**What is needed:**
Report each line in the items below that contains the string "hoodie", copying every such line in full.

########

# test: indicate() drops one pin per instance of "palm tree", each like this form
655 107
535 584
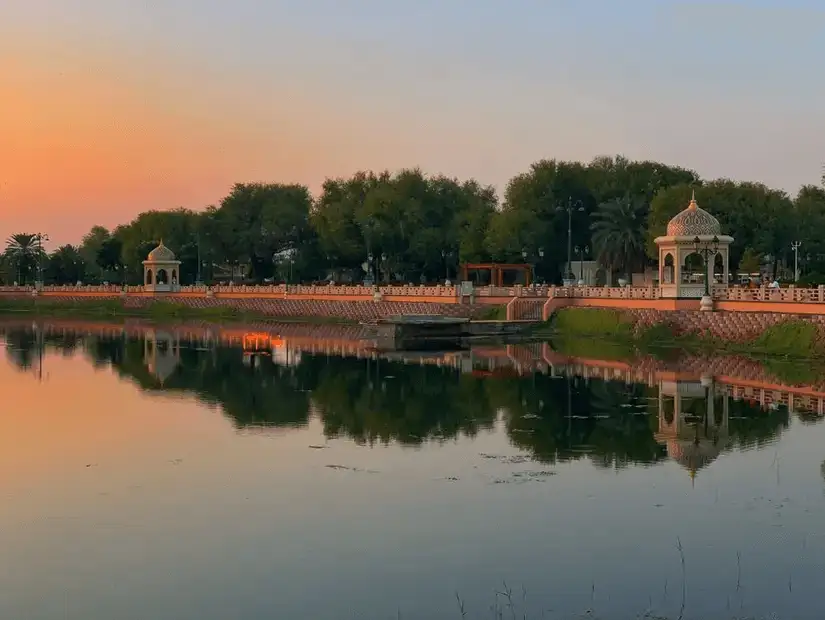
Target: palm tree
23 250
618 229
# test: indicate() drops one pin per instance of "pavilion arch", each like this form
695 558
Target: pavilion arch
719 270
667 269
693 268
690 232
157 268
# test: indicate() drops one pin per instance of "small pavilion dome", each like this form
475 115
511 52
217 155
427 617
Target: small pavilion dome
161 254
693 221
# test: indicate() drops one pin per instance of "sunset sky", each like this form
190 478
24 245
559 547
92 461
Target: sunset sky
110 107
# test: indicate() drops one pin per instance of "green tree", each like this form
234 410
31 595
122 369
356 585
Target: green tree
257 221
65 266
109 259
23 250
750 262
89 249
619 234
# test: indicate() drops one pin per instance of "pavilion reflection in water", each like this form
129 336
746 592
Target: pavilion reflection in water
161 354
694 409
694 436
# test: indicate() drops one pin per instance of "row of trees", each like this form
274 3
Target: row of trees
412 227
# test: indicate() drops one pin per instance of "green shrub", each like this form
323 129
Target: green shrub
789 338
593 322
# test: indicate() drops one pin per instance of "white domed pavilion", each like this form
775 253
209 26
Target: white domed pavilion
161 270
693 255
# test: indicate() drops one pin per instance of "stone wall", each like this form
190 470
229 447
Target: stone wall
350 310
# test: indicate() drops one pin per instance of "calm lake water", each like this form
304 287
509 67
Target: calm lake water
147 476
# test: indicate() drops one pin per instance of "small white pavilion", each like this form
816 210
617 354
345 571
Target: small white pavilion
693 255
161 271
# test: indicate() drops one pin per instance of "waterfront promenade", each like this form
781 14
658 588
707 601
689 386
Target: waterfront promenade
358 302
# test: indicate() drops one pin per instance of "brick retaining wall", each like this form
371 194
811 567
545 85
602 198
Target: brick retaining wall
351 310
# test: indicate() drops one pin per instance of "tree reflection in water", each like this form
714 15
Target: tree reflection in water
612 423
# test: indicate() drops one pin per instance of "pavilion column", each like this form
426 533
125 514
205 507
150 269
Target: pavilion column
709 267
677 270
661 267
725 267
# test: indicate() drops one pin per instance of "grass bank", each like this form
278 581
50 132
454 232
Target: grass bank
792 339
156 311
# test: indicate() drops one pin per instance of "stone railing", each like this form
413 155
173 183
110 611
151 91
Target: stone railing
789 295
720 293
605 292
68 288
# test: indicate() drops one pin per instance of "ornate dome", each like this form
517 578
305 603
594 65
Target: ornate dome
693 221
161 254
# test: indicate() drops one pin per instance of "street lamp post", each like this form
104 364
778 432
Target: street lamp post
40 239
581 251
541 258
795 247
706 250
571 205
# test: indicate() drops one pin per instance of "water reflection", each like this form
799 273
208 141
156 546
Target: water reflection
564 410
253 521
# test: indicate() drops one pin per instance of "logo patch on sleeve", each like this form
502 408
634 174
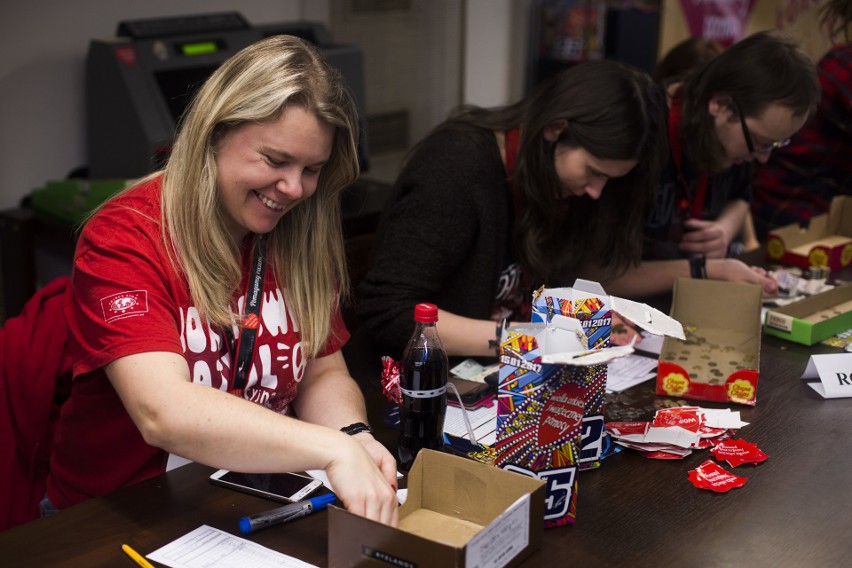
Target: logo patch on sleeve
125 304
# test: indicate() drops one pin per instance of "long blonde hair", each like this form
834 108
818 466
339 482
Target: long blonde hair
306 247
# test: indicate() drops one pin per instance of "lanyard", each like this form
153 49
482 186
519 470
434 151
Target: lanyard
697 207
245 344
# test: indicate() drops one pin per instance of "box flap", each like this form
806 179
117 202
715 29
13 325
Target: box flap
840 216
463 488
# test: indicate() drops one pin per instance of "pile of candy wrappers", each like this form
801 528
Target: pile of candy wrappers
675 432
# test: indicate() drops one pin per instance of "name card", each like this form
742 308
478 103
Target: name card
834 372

########

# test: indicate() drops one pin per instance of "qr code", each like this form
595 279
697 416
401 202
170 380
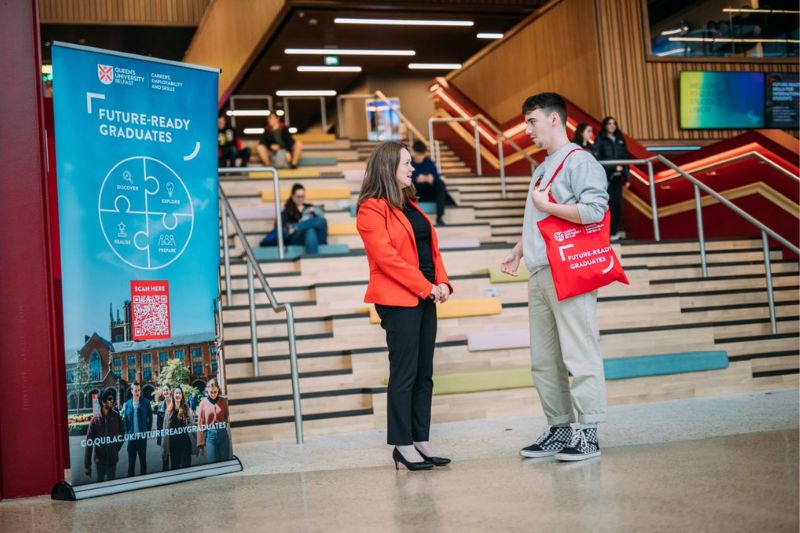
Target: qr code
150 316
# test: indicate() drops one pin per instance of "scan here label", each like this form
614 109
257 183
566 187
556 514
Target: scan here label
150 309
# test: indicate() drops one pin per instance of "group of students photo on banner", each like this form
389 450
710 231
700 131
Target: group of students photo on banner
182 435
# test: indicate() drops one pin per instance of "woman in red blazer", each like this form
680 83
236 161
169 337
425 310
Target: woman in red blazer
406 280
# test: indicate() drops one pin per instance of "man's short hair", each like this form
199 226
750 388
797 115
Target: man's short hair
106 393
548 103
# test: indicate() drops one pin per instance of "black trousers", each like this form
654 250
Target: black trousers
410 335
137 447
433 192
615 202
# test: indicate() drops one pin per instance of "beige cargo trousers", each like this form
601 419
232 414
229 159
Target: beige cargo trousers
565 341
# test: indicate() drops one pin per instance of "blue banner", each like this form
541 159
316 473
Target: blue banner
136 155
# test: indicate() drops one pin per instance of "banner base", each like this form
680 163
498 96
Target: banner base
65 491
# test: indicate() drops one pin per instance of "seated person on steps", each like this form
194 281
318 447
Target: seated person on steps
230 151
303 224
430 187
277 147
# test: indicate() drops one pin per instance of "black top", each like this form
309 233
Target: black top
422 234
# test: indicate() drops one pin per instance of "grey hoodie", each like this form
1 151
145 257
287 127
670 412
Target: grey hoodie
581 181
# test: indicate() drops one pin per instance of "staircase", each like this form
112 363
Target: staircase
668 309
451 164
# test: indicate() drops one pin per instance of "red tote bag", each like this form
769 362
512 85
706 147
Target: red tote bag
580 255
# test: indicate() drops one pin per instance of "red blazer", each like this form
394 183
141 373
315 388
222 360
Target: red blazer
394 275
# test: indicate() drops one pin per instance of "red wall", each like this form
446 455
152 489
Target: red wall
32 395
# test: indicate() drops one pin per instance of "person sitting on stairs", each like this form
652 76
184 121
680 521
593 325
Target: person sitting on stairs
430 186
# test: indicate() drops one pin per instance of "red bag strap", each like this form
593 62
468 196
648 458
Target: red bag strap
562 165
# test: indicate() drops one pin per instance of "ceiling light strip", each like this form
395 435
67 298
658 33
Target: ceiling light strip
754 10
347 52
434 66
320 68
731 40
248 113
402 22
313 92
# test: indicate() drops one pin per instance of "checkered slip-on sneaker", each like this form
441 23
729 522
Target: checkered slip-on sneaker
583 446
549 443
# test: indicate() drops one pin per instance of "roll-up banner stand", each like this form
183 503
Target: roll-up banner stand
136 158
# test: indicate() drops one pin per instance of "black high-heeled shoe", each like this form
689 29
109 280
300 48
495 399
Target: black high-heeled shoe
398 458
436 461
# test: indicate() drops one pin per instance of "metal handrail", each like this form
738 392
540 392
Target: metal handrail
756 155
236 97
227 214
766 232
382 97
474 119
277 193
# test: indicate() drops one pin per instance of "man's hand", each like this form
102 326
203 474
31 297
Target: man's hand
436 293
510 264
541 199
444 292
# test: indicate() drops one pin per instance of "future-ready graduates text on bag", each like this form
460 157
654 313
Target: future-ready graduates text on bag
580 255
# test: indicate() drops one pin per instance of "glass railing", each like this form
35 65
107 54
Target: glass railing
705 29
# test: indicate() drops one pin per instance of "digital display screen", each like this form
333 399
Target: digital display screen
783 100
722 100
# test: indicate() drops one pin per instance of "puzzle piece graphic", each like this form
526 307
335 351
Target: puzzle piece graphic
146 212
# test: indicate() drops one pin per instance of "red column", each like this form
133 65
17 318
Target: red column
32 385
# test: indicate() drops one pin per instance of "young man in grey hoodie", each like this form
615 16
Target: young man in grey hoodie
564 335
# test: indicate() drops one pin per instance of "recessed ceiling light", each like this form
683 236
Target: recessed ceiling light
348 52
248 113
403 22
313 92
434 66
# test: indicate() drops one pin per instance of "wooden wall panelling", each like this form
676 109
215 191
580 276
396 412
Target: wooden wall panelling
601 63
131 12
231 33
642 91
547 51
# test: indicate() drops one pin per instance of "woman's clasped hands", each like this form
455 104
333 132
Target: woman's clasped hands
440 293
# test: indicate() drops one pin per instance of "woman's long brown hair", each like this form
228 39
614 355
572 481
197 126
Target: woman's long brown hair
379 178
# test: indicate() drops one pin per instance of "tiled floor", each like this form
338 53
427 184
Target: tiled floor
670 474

########

**Written response:**
# test: indicate() drops one pin per instance of "grey hoodie", each like this form
Target: grey hoodie
# test: indicate() drops one pin per instance of "young man in grey hoodie", each like this form
Target: young man in grey hoodie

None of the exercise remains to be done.